(Exercise task): Rewrite the records below, replacing "outline" with "boundary" and keeping everything else the same, but omit the pictures.

(Items):
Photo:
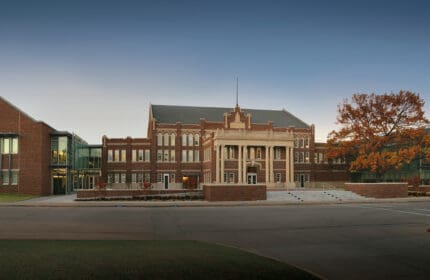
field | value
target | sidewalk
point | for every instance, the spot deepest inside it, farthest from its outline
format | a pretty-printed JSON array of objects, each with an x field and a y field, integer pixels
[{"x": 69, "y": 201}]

(The response):
Photo:
field | value
target | sidewalk
point | for every instance, the spot deepest inside it, farthest from its boundary
format | a pretty-printed JSON array of objects, each with an x field and a y field, integer pixels
[{"x": 69, "y": 201}]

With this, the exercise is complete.